▸ **EXCERPT PROVIDED**
SLS vs. SLA: Differences and Comparison
Learn about the differences between these two 3D printing technologies.
SLS (selective laser sintering) is a 3D printing technique that uses a laser to fuse together small particles of plastic, metal, glass, or ceramic powder into a solid object. SLA (stereolithography) uses an ultraviolet (UV) laser to cure (harden) photosensitive resin into the desired shape. Both technologies employ a laser as part of their build process, but they differ in terms of build speed, precision, price, and processing. A full understanding of the choice between SLS vs. SLA requires more background information.
A major advantage SLS has over SLA is in the time it takes to manufacture a part. It has a shorter lead time. Therefore, more such parts can be produced per day. However, if precision details are important, SLS becomes the best choice because it produces parts with tighter tolerances.
In this article, we will compare and contrast these two types of 3D printers. We will also take a cursory look at other alternatives that can serve as replacements for either one of them.

▸ **DATASET CONTENT**
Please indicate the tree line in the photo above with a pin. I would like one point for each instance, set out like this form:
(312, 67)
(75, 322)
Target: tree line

▸ **SET TASKS**
(1) In the SLS vs. SLA text, what material does stereolithography cure with its ultraviolet laser?
(2) List the kinds of powder that SLS can fuse into a solid object, according to the SLS vs. SLA text.

▸ **ANSWERS TO THE EXERCISES**
(1) Photosensitive resin.

(2) Plastic, metal, glass, and ceramic.